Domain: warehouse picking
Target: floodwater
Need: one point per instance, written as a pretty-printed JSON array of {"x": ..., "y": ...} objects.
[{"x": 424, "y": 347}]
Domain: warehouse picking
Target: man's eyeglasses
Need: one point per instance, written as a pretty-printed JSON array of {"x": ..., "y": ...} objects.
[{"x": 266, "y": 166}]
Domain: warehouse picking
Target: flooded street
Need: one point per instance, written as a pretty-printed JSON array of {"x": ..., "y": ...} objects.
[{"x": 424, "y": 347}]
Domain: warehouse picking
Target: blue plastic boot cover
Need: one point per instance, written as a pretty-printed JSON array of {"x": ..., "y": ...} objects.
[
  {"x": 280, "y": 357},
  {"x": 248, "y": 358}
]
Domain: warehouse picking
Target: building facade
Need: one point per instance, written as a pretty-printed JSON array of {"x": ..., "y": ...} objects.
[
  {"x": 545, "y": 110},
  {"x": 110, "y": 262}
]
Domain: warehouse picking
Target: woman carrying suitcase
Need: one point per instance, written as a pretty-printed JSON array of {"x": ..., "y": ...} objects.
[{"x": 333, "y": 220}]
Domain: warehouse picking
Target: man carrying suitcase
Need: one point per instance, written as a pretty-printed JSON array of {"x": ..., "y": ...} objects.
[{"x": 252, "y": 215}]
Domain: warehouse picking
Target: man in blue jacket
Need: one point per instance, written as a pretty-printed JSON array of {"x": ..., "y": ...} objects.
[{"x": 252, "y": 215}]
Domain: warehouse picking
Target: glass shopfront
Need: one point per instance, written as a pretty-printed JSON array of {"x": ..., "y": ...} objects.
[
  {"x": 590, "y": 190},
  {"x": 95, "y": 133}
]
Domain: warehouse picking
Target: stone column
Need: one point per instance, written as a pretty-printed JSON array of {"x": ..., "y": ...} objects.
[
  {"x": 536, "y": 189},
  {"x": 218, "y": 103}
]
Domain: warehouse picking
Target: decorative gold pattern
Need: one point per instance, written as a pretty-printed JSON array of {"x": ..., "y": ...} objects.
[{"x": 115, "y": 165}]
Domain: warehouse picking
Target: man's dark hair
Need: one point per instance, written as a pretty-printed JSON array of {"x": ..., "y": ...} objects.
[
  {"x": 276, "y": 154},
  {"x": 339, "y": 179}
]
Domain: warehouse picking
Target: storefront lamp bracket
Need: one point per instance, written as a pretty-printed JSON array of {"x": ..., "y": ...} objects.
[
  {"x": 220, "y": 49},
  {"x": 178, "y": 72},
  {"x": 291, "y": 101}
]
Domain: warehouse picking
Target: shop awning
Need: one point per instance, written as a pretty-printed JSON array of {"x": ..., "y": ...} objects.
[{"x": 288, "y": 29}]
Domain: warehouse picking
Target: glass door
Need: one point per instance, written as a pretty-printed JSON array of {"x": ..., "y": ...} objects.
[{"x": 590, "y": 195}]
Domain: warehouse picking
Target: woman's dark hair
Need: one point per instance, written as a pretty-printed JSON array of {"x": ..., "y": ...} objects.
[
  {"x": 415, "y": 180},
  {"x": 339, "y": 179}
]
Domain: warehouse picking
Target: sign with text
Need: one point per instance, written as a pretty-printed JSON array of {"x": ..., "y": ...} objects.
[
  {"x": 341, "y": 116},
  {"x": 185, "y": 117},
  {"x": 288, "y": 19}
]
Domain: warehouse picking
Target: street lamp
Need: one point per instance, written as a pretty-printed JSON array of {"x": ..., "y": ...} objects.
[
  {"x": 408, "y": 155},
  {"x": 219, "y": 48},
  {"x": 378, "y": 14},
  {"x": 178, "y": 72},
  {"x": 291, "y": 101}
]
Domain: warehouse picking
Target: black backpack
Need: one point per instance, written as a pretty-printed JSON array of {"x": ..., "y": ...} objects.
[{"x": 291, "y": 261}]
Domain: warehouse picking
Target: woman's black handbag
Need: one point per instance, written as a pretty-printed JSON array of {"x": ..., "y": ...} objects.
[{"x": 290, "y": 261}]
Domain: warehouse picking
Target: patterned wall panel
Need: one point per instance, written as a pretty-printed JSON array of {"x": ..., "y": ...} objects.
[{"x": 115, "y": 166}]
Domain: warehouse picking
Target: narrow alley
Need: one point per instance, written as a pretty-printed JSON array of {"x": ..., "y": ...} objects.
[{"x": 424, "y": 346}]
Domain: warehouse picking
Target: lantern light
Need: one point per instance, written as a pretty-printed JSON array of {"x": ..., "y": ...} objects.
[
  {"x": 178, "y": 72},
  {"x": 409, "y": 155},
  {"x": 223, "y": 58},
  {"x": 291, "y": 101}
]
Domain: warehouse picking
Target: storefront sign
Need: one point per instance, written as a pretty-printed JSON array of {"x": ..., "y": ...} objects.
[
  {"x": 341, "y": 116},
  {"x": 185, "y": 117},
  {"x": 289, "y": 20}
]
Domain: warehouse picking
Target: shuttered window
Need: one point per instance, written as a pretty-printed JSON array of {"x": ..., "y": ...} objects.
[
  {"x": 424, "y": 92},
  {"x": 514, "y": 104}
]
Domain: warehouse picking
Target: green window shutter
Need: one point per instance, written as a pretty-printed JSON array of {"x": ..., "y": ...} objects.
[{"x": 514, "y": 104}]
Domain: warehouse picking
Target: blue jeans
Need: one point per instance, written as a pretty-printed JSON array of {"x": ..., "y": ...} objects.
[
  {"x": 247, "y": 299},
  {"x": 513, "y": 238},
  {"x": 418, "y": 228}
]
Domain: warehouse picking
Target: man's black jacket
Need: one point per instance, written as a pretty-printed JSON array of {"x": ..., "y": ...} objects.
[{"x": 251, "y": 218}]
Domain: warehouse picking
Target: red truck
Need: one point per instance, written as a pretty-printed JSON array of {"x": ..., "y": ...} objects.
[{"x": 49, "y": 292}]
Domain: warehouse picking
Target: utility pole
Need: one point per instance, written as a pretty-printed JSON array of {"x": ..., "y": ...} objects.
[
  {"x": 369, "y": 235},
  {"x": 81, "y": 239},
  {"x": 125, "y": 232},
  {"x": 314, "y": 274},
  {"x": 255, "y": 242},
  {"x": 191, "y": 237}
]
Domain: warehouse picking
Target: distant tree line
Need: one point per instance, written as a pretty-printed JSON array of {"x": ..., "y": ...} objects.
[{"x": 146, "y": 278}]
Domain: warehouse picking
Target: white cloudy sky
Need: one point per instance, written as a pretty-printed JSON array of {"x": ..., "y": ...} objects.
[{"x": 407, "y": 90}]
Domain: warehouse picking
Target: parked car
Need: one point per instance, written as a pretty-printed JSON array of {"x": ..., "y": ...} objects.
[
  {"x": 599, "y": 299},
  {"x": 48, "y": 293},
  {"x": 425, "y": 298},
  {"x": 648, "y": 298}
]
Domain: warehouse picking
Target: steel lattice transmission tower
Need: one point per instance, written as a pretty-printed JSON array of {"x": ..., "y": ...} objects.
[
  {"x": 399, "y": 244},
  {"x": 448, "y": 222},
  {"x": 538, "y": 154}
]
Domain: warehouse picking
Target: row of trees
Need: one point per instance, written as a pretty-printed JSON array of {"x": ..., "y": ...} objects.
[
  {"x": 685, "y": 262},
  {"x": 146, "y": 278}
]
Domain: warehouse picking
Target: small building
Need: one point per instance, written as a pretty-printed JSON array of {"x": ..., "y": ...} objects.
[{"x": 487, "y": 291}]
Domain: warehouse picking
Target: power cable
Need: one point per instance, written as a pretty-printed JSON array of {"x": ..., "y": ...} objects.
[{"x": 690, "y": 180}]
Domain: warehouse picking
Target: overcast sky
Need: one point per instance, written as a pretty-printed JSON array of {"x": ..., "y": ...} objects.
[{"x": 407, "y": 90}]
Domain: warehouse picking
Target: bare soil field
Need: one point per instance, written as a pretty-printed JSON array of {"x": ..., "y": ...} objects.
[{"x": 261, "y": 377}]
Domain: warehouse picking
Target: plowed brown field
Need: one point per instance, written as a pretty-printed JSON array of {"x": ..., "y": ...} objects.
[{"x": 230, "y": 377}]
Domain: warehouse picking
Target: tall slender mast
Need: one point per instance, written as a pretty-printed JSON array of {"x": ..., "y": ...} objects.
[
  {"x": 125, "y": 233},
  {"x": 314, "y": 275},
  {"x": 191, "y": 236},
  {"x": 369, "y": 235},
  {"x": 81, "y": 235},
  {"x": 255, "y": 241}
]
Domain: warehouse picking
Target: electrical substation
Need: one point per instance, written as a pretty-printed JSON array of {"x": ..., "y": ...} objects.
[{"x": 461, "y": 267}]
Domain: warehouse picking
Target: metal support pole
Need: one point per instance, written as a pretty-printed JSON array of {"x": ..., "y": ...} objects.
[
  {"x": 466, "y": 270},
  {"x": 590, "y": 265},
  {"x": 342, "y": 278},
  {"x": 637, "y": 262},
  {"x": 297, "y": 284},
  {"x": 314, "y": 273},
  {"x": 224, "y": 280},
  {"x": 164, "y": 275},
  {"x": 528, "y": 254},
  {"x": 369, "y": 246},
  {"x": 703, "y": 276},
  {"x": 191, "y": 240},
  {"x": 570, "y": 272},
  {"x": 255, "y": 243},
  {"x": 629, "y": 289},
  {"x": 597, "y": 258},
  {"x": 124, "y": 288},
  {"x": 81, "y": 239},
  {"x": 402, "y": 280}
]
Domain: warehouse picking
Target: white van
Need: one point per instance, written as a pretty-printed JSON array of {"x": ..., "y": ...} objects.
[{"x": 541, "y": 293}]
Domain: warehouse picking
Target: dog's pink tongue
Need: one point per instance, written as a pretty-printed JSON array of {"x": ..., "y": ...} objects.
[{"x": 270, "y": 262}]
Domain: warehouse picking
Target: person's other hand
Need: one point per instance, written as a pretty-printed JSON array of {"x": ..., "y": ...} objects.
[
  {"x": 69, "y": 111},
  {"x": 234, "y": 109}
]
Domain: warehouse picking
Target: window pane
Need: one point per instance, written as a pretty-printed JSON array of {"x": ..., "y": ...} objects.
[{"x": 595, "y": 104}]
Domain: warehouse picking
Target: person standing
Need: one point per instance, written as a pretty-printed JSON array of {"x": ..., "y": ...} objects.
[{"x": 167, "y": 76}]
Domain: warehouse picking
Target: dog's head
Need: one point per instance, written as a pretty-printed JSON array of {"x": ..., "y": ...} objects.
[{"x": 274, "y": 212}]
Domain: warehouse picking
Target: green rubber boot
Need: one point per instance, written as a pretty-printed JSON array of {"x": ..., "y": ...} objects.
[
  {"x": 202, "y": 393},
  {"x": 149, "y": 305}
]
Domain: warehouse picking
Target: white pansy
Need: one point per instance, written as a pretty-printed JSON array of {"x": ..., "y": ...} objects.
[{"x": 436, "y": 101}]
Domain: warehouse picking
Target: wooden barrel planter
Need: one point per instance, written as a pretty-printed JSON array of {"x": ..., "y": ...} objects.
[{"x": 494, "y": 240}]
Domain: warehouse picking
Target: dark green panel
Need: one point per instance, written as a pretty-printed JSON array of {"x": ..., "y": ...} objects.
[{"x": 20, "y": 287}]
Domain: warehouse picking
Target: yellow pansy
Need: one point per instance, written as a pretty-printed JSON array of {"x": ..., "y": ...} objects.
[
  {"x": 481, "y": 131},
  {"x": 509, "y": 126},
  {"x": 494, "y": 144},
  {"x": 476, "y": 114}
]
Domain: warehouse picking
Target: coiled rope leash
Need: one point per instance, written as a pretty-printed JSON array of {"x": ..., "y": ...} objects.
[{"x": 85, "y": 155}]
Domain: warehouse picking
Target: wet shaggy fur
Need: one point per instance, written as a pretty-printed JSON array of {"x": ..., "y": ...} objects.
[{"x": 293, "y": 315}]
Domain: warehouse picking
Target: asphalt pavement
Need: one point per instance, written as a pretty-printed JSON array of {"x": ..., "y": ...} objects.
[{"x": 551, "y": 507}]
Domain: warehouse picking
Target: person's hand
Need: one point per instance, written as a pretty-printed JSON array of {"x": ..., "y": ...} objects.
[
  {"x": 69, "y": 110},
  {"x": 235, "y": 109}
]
---+---
_EXERCISE DIRECTIONS_. List every line of the records above that contains the string "lamp", copying each one in full.

_SOLUTION FOR THIS PROBLEM_.
Target: storefront lamp bracket
Target: street lamp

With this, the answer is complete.